── Data to process ──

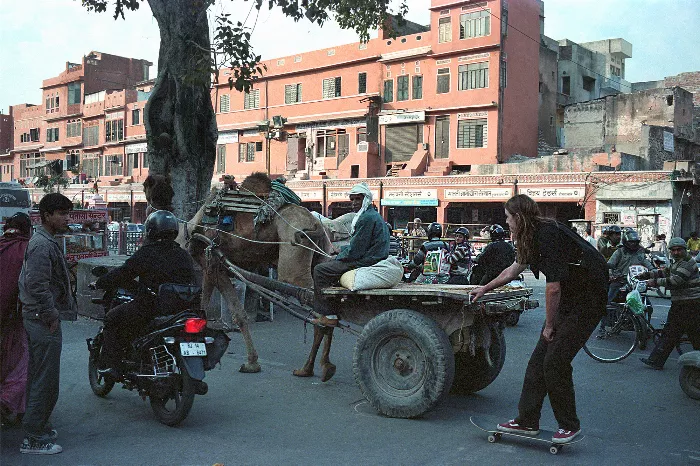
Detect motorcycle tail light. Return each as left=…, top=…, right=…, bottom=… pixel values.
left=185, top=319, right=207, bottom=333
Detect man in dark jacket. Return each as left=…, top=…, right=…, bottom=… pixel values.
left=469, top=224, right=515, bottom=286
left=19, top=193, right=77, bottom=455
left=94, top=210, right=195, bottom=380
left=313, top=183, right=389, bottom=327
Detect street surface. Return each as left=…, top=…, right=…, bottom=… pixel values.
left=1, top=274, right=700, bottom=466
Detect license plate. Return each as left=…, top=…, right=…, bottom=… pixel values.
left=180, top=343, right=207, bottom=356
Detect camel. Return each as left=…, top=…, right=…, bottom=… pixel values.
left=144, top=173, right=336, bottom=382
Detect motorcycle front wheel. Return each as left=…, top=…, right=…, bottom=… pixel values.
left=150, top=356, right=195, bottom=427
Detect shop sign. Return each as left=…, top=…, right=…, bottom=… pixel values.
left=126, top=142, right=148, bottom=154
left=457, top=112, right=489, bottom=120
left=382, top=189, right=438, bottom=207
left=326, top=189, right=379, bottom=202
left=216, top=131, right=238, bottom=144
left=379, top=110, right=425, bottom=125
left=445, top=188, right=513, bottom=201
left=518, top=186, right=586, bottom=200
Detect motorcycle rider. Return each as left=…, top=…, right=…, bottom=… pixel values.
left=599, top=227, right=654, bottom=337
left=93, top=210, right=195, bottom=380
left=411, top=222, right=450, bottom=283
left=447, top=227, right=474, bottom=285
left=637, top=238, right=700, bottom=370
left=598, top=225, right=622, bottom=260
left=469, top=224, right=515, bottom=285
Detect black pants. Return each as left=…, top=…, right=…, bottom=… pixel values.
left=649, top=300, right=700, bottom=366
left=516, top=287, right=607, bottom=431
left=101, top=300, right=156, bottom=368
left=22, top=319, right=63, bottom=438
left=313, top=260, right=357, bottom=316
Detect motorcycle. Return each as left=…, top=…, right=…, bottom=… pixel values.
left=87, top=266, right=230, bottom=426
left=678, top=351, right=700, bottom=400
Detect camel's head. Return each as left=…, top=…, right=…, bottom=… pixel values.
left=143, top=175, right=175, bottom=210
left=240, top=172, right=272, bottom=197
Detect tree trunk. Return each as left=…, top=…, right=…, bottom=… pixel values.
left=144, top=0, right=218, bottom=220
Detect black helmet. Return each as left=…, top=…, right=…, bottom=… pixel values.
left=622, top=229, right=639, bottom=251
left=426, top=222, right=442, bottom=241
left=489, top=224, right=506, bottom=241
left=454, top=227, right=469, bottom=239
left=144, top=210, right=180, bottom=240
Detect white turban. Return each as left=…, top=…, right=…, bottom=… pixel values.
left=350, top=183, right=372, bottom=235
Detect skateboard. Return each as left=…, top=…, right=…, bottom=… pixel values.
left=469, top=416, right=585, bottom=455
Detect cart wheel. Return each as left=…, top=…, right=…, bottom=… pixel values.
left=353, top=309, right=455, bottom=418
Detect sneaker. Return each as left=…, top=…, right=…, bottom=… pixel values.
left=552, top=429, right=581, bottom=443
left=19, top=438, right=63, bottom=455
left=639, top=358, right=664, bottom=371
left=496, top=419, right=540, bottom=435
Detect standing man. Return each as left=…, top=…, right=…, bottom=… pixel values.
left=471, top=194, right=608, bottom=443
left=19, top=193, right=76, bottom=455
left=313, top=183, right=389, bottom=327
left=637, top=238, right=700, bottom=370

───

■ Instructions to follow ■
Copy all of the items above word for word, but leave out the pictures.

■ Result ■
Detect motorcycle tail light. Return each as left=…, top=…, right=…, bottom=… pixel values.
left=185, top=319, right=207, bottom=333
Detect man in dark jacket. Return each as left=…, top=…, right=…, bottom=… pixel values.
left=469, top=224, right=515, bottom=286
left=19, top=193, right=77, bottom=455
left=94, top=210, right=195, bottom=380
left=313, top=183, right=389, bottom=327
Detect street surface. Return each as left=…, top=…, right=…, bottom=… pixel values.
left=1, top=274, right=700, bottom=466
Detect license plate. Return each as left=…, top=…, right=…, bottom=… pixel values.
left=180, top=343, right=207, bottom=356
Detect camel. Return each as left=…, top=…, right=…, bottom=… pixel values.
left=144, top=173, right=336, bottom=382
Detect motorcycle front wheel. Return each as left=…, top=…, right=…, bottom=… pixel values.
left=150, top=356, right=195, bottom=427
Detect shop sign. Return each as left=…, top=…, right=…, bottom=… pixel values.
left=126, top=142, right=148, bottom=154
left=457, top=112, right=489, bottom=120
left=382, top=189, right=438, bottom=207
left=326, top=189, right=379, bottom=202
left=216, top=131, right=238, bottom=144
left=379, top=110, right=425, bottom=125
left=445, top=188, right=513, bottom=201
left=518, top=186, right=586, bottom=200
Detect motorcycle rider. Return each as left=…, top=…, right=…, bottom=… pixel values.
left=599, top=227, right=654, bottom=337
left=93, top=210, right=195, bottom=380
left=411, top=222, right=450, bottom=283
left=447, top=227, right=474, bottom=285
left=637, top=238, right=700, bottom=370
left=598, top=225, right=622, bottom=260
left=469, top=224, right=515, bottom=285
Detect black pants. Return each as left=…, top=…, right=…, bottom=… pixel values.
left=649, top=300, right=700, bottom=366
left=516, top=287, right=607, bottom=431
left=101, top=300, right=156, bottom=368
left=22, top=319, right=63, bottom=438
left=313, top=260, right=357, bottom=316
Detect motorcycle. Return each as left=…, top=…, right=…, bottom=… pixel values.
left=87, top=266, right=230, bottom=426
left=678, top=351, right=700, bottom=400
Detect camel's head. Return each as left=…, top=…, right=…, bottom=… pixel values.
left=143, top=175, right=175, bottom=210
left=240, top=172, right=272, bottom=197
Detect tree trunk. Return each as left=…, top=…, right=…, bottom=… pixel values.
left=144, top=0, right=218, bottom=220
Detect black helmet. Return each as left=…, top=…, right=…, bottom=… pixel values.
left=622, top=229, right=639, bottom=251
left=426, top=222, right=442, bottom=241
left=489, top=224, right=506, bottom=241
left=454, top=227, right=469, bottom=239
left=144, top=210, right=180, bottom=240
Detect white turban. Return each as left=…, top=…, right=…, bottom=… pixel values.
left=350, top=183, right=372, bottom=235
Detect skateboard. Return each as left=…, top=…, right=…, bottom=… pixel values.
left=469, top=416, right=585, bottom=455
Detect cart wheel. Return each as left=…, top=…, right=…, bottom=… pixel values.
left=353, top=309, right=455, bottom=418
Detect sneaker. Return each as left=…, top=…, right=…, bottom=… pixel values.
left=552, top=429, right=581, bottom=443
left=19, top=438, right=63, bottom=455
left=639, top=358, right=664, bottom=371
left=496, top=419, right=540, bottom=435
Detect standing man. Return each as left=…, top=…, right=…, bottom=… pixel values.
left=471, top=194, right=608, bottom=443
left=19, top=193, right=76, bottom=455
left=313, top=183, right=389, bottom=327
left=637, top=238, right=700, bottom=370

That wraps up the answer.